> **Actions to take**:
(a) In the passage below on N.B.A. scoring champions, for how many consecutive seasons has Kevin Durant led the league in scoring?
(b) Summarize the passage below on N.B.A. scoring champions in two sentences.
(c) Decide whether each statement agrees with the passage below on N.B.A. scoring champions. Answer yes or no, and quote the words from the passage that decide it.
(i) Kevin Durant is 24 years old.
(ii) Kevin Durant is the star of the Los Angeles Lakers.
(iii) The passage says Michael Jordan punched a teammate in the face.

> **Selected excerpt**:
National Basketball Association scoring champions are, as a rule, weirdos and reprobates and in some cases diagnosable sociopaths. Something about dominating your opponent, publicly, more or less every day of your life, in the most visible aspect of your sport, tends to either warp your spirit or to be possible only to those whose spirits are already warped. Michael Jordan, when he wasn’t busy scoring, was busy punching a teammate in the face and gambling away small fortunes. Allen Iverson, in his spare time, recorded an aesthetically and morally terrible rap album and gave an iconic speech denigrating the very notion of practice. Kobe Bryant is and shall forever be Kobe Bryant. Wilt, Shaq, Pistol Pete, Dominique, McGrady, McAdoo, Rick Barry — it’s a near-solid roster of dysfunction: sadists, narcissists, malcontents, knuckleheads, misanthropes, womanizers, addicts and villains. While it’s true that plain old N.B.A. superstars do occasionally manage to be model citizens (cf. Tim Duncan, Grant Hill, Steve Nash), there is something irredeemable about a scoring champion.Kevin Durant, the star of the Oklahoma City Thunder, is the youngest scoring champion in N.B.A. history. At 24, he has led the league in scoring for three consecutive seasons, and all signs point to him keeping that up for the foreseeable future. It follows, then, that Durant should also be a prodigy of a head case. He should have been arrested for reckless driving at around age 9, broken his hand in a strip-club brawl at age 12 and accidentally shot his chauffeur no later than age 15.

> **Supplied material**:
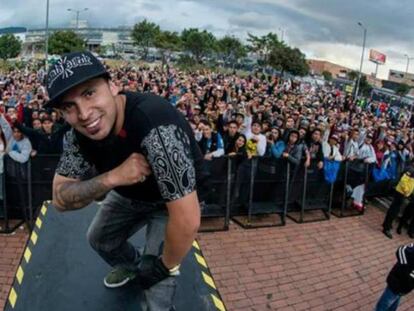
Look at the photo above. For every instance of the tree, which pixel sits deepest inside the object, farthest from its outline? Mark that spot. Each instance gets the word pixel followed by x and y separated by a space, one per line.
pixel 285 58
pixel 402 89
pixel 167 42
pixel 10 46
pixel 327 75
pixel 353 75
pixel 144 35
pixel 198 43
pixel 230 49
pixel 61 42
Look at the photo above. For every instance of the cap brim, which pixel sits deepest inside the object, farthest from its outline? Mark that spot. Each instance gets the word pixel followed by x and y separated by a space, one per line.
pixel 53 103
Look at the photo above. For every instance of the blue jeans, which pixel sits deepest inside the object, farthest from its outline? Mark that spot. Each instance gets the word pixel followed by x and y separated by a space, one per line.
pixel 388 301
pixel 117 219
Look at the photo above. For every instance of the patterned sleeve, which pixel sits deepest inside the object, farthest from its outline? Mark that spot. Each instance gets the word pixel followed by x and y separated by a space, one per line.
pixel 169 154
pixel 72 164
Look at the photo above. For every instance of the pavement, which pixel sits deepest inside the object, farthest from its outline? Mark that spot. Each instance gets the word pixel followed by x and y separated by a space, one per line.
pixel 340 264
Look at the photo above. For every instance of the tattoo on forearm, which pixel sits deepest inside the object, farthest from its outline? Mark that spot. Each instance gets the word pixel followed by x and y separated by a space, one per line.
pixel 75 195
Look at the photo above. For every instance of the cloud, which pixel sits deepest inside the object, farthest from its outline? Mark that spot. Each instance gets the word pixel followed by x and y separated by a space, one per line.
pixel 322 28
pixel 252 20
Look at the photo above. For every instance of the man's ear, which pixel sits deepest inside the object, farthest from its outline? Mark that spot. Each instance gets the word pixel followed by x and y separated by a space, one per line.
pixel 114 89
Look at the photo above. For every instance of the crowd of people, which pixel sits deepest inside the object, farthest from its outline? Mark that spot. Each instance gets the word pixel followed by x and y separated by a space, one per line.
pixel 250 116
pixel 245 116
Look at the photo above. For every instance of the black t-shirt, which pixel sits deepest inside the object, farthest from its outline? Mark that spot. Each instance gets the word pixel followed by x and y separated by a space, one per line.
pixel 151 127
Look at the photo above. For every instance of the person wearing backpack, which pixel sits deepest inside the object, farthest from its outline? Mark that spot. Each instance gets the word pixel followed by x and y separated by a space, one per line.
pixel 400 280
pixel 404 189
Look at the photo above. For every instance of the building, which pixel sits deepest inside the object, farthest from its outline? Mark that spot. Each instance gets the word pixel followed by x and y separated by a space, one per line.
pixel 317 67
pixel 115 40
pixel 401 77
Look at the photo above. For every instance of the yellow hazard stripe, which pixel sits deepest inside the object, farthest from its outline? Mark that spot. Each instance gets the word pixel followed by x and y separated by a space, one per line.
pixel 195 244
pixel 27 255
pixel 33 238
pixel 39 223
pixel 43 210
pixel 12 297
pixel 20 275
pixel 208 280
pixel 201 260
pixel 218 303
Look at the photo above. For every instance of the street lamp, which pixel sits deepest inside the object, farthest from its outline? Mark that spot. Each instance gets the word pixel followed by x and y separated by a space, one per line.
pixel 282 32
pixel 362 58
pixel 408 63
pixel 77 15
pixel 47 33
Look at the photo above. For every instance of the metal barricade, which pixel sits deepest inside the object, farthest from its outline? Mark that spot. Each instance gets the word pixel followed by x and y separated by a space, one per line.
pixel 268 183
pixel 17 194
pixel 215 195
pixel 355 173
pixel 310 194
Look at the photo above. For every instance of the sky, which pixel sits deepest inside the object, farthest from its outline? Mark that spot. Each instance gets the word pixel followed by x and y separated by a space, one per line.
pixel 322 29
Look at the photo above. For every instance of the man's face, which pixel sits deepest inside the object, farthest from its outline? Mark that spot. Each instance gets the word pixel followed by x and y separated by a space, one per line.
pixel 293 138
pixel 36 124
pixel 290 123
pixel 90 108
pixel 17 135
pixel 47 126
pixel 233 129
pixel 316 136
pixel 256 128
pixel 207 131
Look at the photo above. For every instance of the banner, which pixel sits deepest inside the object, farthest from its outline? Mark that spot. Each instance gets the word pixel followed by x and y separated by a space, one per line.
pixel 377 57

> **Results for each task**:
(a) Three consecutive seasons.

(b) The passage claims that N.B.A. scoring champions are, as a rule, weirdos and reprobates, and it cites Michael Jordan, Allen Iverson, Kobe Bryant and others as examples. It then points out that Kevin Durant, the youngest scoring champion in league history, has led the league in scoring for three straight seasons at 24 and so should, by that logic, be a head case.

(c)
(i) Yes: "At 24, he has led the league in scoring"
(ii) No: "Kevin Durant, the star of the Oklahoma City Thunder"
(iii) Yes: "was busy punching a teammate in the face"